## [What needs to be done]
Resume the passage on building a RESTful web service in Go, picking up directly after its final sentence.

In Chapter 1, we examined how Go is an excellent choice for creating web services for many reasons—for example, its ability to scale massively through its lightweight threading model, its ease with modularizing code, and its ability to integrate with common tools such as cryptographic libraries, secure web protocols, and, of course, HTTP servers.

In this chapter, I want to demonstrate how we can create a simple RESTful web service that can accept JSON requests and return JSON responses in order to facilitate CRUD (Create, Read, Update, and Delete) operations on a database.

(Actually, I’m going a cheat a little here. In order to minimize the complexity of our application, I’m going to create a CRD application. The Update functionality will be left as an exercise for the reader!)

This application will use what we’ve learned so far about serving, routing, and accessing a database. In building it, I’ll show you how you might design and develop a typical web service. It won’t be perfect or production-ready, but it should give you a good idea of how easy it is to build these sorts of services in Go.

RESTful APIs

If you’ve been a developer, or if you’ve spent any time with developers, you have no doubt heard about REST. Given the amount of hype it has attracted in recent years, you would think that it, too, was a recent concept. But it’s not. In fact, it’s as old as the web itself.

REST is simply a response to the hundreds of different protocols that have been developed over the years that have aimed to get computers talking to each other over networks using the same language.

Some of these protocols have included SOAP (which, because of its reliance on XML as a transport mechanism, requires a fair amount of data and computing power and began to fall out of favor as mobile devices became ubiquitous), JMS (which is specific to Java applications and therefore not really geared for widespread adoption), and XML-RPC (which, like SOAP, uses XML but without implementing any of the standards that SOAP has).

As with all these approaches, the aim behind REST was to make sharing data easy for computers while at the same time being transparent enough that human observers can understand what they are doing.

What REST offers, however, is the ability to do this while remaining very lightweight. Its methods are familiar to developers because it uses the same, established methods employed by the web itself.

How so?

Well, consider a website that you access in a browser. You enter a URL to visit the site, and the program behind the site can analyze that URL in order to understand your intention. In a static site, you’re simply entering URLs that point to file resources on the web server, but in a site that employs web services, you can effectively use the URL as a command line and enter requests not only for resources, but also for specific operations that the program’s API exposes.

Consider the Open Movie Database website (http://www.omdbapi.com) that provides a free REST API to access information about movies. You need only to craft the URL so that it specifies what information you want it to give you.

If you start at https://www.omdbapi.com/, you get the home page in Figure 19.

## [Provided data]
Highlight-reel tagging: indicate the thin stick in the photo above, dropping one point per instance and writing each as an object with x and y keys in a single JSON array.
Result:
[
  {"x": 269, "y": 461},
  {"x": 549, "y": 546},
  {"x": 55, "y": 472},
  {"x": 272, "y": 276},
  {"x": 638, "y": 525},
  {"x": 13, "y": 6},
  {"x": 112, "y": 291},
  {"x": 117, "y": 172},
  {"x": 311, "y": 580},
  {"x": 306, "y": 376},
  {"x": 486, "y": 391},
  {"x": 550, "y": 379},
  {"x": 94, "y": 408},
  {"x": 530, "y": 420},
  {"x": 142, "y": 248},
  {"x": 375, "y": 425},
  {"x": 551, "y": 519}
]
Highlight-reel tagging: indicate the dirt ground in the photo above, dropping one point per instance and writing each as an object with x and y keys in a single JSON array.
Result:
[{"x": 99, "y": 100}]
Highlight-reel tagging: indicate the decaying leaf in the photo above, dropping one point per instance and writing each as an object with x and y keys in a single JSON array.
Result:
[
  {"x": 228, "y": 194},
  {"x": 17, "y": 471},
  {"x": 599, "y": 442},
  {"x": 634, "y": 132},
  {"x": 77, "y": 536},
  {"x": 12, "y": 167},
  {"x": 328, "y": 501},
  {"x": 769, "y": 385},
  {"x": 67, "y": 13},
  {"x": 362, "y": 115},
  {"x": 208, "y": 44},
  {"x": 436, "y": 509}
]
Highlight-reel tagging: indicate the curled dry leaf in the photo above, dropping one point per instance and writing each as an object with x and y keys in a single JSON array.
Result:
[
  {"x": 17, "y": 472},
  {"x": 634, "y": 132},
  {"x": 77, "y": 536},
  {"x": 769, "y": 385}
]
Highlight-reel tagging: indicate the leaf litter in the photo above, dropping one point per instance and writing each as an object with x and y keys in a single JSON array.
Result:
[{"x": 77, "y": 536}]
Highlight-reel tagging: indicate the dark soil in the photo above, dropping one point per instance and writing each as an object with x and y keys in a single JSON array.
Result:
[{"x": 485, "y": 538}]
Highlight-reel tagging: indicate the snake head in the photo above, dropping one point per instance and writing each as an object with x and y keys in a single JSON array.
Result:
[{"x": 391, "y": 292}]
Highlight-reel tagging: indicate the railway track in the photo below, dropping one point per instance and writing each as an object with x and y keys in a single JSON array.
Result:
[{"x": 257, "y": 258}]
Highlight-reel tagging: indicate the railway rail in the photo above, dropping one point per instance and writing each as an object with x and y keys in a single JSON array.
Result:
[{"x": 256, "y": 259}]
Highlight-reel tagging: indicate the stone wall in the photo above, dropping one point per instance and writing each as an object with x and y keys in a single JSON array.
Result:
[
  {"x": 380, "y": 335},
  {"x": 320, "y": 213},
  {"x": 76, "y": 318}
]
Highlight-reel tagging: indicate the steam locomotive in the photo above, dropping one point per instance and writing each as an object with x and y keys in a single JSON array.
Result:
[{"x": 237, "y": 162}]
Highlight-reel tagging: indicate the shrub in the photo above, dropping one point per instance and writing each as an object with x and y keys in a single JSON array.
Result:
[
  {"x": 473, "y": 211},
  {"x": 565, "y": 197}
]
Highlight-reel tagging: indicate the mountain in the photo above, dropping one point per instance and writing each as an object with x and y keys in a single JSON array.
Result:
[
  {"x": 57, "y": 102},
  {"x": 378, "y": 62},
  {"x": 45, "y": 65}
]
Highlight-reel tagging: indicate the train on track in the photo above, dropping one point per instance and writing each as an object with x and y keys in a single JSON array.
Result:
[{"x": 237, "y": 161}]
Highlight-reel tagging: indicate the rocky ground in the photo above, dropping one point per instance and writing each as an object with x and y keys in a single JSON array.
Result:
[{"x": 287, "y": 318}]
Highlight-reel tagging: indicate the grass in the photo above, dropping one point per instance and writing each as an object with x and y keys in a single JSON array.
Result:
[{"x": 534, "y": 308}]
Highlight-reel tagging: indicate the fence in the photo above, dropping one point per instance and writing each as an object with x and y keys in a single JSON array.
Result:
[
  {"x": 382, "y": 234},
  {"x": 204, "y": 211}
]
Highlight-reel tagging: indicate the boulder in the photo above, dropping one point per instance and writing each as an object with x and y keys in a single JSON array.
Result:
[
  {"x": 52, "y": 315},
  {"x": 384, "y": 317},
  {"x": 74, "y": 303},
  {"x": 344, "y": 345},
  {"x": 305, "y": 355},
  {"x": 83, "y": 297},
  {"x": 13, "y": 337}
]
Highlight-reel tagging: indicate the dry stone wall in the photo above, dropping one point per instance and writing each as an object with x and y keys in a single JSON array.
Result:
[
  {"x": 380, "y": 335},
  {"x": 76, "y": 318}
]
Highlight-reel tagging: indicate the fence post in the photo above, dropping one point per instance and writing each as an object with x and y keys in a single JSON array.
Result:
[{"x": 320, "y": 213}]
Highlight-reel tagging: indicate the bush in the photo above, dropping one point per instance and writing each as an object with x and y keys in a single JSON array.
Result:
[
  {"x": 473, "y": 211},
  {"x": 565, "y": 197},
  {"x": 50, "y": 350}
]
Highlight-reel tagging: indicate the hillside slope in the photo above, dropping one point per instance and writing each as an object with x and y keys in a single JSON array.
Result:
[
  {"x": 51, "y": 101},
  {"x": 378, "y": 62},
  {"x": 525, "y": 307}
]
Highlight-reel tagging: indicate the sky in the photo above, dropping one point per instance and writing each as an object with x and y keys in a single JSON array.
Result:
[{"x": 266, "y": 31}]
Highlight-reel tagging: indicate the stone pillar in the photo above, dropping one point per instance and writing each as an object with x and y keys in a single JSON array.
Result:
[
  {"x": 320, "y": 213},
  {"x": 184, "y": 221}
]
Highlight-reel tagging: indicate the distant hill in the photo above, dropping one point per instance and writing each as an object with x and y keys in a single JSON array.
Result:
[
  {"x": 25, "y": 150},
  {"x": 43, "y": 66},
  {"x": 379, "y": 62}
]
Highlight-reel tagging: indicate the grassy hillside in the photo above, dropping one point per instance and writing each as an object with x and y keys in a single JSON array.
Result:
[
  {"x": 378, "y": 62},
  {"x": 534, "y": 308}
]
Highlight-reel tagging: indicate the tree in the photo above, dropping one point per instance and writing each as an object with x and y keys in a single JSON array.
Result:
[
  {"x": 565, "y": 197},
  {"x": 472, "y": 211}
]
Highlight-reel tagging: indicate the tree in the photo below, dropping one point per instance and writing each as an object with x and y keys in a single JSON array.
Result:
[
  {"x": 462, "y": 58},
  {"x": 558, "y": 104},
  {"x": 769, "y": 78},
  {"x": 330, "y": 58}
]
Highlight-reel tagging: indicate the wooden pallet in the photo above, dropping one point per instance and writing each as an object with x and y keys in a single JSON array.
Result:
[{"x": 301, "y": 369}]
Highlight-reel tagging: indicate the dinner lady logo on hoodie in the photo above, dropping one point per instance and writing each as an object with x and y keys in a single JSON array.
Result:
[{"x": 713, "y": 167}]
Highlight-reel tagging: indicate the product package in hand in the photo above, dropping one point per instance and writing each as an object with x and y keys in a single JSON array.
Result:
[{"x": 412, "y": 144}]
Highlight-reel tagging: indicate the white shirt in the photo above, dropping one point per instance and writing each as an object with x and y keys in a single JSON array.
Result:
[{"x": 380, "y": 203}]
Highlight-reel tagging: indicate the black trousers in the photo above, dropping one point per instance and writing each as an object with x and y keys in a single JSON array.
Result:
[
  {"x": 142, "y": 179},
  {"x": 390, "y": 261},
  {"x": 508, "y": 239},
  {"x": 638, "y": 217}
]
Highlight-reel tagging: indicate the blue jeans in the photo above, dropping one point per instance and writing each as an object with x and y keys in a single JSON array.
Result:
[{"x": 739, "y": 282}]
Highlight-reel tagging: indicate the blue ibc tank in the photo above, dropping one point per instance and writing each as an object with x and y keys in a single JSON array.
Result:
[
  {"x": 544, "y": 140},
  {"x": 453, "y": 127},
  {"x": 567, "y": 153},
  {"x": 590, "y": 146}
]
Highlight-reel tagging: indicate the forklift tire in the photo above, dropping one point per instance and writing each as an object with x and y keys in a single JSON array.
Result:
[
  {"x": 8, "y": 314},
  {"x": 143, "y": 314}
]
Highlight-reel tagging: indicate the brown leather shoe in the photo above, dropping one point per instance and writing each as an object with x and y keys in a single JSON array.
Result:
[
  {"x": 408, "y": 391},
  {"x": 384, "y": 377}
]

## [Answer below]
Figure 18: The Open Movie Database API Home Page

If you specify a movie using the t (title) parameter, you get something a little more interesting: https://www.omdbapi.com/?t=star%20wars.

Figure 19: Accessing the Open Movie Database API

That information is JSON, or JavaScript Object Notation. Despite the name, it’s not specific to JavaScript. In fact, it’s a common way of encoding data in a very lightweight format, and it’s used by applications written in many different languages, including Go.

Apart from being lightweight and easily parsed by client applications, JSON is also human readable. Well, just barely. You can tidy up the response either by viewing it in your browser’s developer console or by installing an extension that prettifies a JSON response.

Figure 21 shows the output after I’ve installed the JSON Formatter add-on in Firefox.

Figure 20: The JSON Response, Prettified

As you can see, JSON is simply a bunch of key/value pairs. Everything inside the curly braces is a JSON object, and objects themselves can contain other objects and arrays of values.

However, this isn’t a JSON tutorial. You can find out about JSON almost anywhere on the web, and there isn’t a lot to it. The takeaway here is that APIs exist that can parse a URL and return data in the JSON format that can be consumed by a client application. Some sites can even accept JSON, too, but the Open Movie Database isn’t one of them.

We can also add other criteria. Figure 22 looks for a film called The Machinist, includes a short plot summary, and returns the results as JSON (the default): http://www.omdbapi.com/?t=the+machinist&y=&plot=short&r=json.

Figure 21: Open Movie Database API Results for The Machinist

Figure 23 sets the r (response) parameter to XML: http://www.omdbapi.com/?t=the+machinist&y=&plot=short&r=xml.

Figure 22: Changing the Output to XML Format

That’s pretty concise as far as XML goes. A lot of XML is deeply nested and is a nightmare to parse, hence the preference for JSON in modern APIs.

Play around with the Open Movie Database API for a bit. I’ll wait!

So, that’s an example of a RESTful API. You’re effectively using the URL itself to make calls to the web service.

Our RESTful web service

We’re going to build something similar in this chapter.

You’ve probably already thought: “I could do that with Go routers!” And, indeed, you can. So, all you need to get going is some data. And we’ve already been playing around with MySQL’s “world” database, so let’s use that.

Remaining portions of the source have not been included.